> _WHAT YOU ARE ASKED TO DO_
Scan the entries below. Return every line that includes "point".

> _SUPPLIED RECORDS_
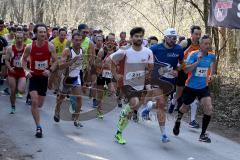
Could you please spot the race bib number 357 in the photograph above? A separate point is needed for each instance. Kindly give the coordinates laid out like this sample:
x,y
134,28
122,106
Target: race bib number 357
x,y
134,75
17,63
107,74
201,72
41,65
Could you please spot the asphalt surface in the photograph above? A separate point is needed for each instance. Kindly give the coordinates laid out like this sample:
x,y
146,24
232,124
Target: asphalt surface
x,y
95,141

> _RESULT OF THIS TASK_
Could you please spot the race bib number 357 in the photograph above? A separate point is needed for each instance. Kindly give the coordinates laid out like this sample:
Could you please spot the asphalt surface in the photograph above? A separate point is needed for each instance. Kindly give the coordinates laid out like this sample:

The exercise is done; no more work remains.